*PAGE EXTRACT:*
______

He became saved. He was on a whaling ship called the Star of the East. They were whaling off of the coast of the Falkland Islands. One of the tails of one of those whales they were chasing hit the boat, knocked men off, one man drowned, was killed. Bartley was missing, assumed dead. They caught a whale.

And if you know anything about whaling, how they would kill them and then they would haul them up on these huge whaling vessels and they would strip the creature for its oily flesh, used for oil, for lamps, etc., for a number of things. And as they opened up the whale's belly, they found James Bartley. They found him doubled up in a fetal position, in a coma, still alive. It took him two weeks to recover. They took him to the captain's cabin.

He was attended to by the captain's physician. The acid of the gastric juices of the creature bleached his face, his neck, and his hands, those that were exposed, like as white as wool, white as paper. In fact, it was so curled up, it had the look and feel of old parchment. The gastric juices had done that to his skin. And this was written up in the Princeton Theological Review, I think issue number 25, after it happened, as a documented piece of evidence.

So imagine a guy looking like that, right? Like recycled Michael Jackson, comes walking through Nineveh, parchment, you know, hey. And there is some evidence that they could have heard about this ordeal of what happened out at sea in Jonah before he came into the city. But again, don't have time to get into that.

______

*EXERCISE:* Return the part of the James Bartley passage that begins at the words "He was attended" and stops after "get into that.", word for word. The items have nothing to do with the James Bartley passage.

Point placement records:
______

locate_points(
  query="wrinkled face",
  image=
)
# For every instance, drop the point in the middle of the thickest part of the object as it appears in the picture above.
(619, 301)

______

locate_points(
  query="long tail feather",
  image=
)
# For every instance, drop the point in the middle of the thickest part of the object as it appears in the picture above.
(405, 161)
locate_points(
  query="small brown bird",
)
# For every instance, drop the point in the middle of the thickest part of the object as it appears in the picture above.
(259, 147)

______

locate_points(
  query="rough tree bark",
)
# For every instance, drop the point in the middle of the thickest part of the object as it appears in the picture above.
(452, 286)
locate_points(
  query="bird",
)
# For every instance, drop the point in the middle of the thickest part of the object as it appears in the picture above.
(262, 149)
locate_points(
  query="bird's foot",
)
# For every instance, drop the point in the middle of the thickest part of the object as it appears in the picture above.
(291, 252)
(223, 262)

______

*FINAL RESULT:*
He was attended to by the captain's physician. The acid of the gastric juices of the creature bleached his face, his neck, and his hands, those that were exposed, like as white as wool, white as paper. In fact, it was so curled up, it had the look and feel of old parchment. The gastric juices had done that to his skin. And this was written up in the Princeton Theological Review, I think issue number 25, after it happened, as a documented piece of evidence.

So imagine a guy looking like that, right? Like recycled Michael Jackson, comes walking through Nineveh, parchment, you know, hey. And there is some evidence that they could have heard about this ordeal of what happened out at sea in Jonah before he came into the city. But again, don't have time to get into that.